## Exercise aim
Even where a line looks wrong, copy it exactly and include every entry.

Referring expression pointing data
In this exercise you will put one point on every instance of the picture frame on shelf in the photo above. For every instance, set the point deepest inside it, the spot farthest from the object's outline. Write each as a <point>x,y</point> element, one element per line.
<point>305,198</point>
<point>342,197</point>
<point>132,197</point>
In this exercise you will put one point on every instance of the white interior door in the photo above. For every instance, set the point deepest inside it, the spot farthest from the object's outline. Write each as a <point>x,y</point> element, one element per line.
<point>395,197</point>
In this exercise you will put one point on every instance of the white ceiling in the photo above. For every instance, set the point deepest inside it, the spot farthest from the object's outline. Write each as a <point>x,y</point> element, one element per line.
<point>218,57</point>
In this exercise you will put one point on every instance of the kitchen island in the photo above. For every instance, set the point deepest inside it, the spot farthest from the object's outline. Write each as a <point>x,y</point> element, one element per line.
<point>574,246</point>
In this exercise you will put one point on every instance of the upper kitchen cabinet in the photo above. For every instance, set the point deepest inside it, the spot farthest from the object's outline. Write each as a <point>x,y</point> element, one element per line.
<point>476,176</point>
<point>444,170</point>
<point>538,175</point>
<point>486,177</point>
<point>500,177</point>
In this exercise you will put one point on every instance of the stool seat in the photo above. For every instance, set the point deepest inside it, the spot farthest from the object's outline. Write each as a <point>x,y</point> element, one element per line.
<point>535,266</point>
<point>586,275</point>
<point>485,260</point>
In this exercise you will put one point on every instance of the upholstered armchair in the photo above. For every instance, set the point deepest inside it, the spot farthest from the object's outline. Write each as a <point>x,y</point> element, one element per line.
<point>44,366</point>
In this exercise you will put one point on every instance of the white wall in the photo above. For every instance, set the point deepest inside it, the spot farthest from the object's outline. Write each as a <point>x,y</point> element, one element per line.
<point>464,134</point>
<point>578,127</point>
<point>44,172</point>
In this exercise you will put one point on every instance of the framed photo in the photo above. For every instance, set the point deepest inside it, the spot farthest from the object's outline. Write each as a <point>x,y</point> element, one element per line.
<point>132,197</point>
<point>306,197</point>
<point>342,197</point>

## Solution to the problem
In this exercise you will put one point on every instance of the picture frame on shelf in the photo above. For every instance, set the point deepest inside it, the spot farthest from the object's outline. Write each as a <point>x,y</point> element, one element per line.
<point>305,198</point>
<point>342,197</point>
<point>132,197</point>
In this exercise you will put one point on every instance of the white interior door in the photo above. For every instance, set the point deepest inside it, the spot farthest from the object's outline. Write each as a <point>x,y</point> element, one element per line.
<point>395,197</point>
In this exercise you will put one point on every instance of the white ceiling in the photo above. For every instance, set the point deepest inside it, the spot farthest from the object's outline. Write each as a <point>x,y</point> element, one element per line.
<point>218,57</point>
In this exercise you will put one point on every instance of the kitchen island in the photo above. For every instance, set the point deepest inside it, the spot farthest from the object's outline. Write each as a <point>x,y</point> element, one element per line.
<point>574,246</point>
In this exercise you will put one point on every instance of the upper kitchen cabinet in the photo above. For every instance, set the point deepest inside it, the spot farthest from the object's outline. Write each as a <point>x,y</point> element, one element per line.
<point>476,176</point>
<point>444,170</point>
<point>538,175</point>
<point>486,177</point>
<point>500,177</point>
In this exercise you will put one point on every instance of the stool seat in the photo above. For every instance, set the point deepest inside it, the spot farthest from the object's outline. Write each as a <point>x,y</point> element, one element per line.
<point>535,266</point>
<point>586,275</point>
<point>485,260</point>
In this exercise you will put one point on every instance of the upholstered armchair in the photo above. For every instance, set the point deepest inside it, the spot farthest from the object's outline. Write each as a <point>x,y</point> element, one element per line.
<point>44,366</point>
In this exercise you will put one point on every instance of the white wall in the photo above. For every instance, set the point deepest inside it, the spot farthest from the object's outline. Write each as a <point>x,y</point> element, one element per line.
<point>464,134</point>
<point>578,127</point>
<point>44,172</point>
In this exercise you will put one point on every instance of the framed photo in the photo above. For every instance, set the point deepest inside it, the spot farthest from the object's outline. Write each as a <point>x,y</point> element, one element per line.
<point>132,197</point>
<point>306,197</point>
<point>342,197</point>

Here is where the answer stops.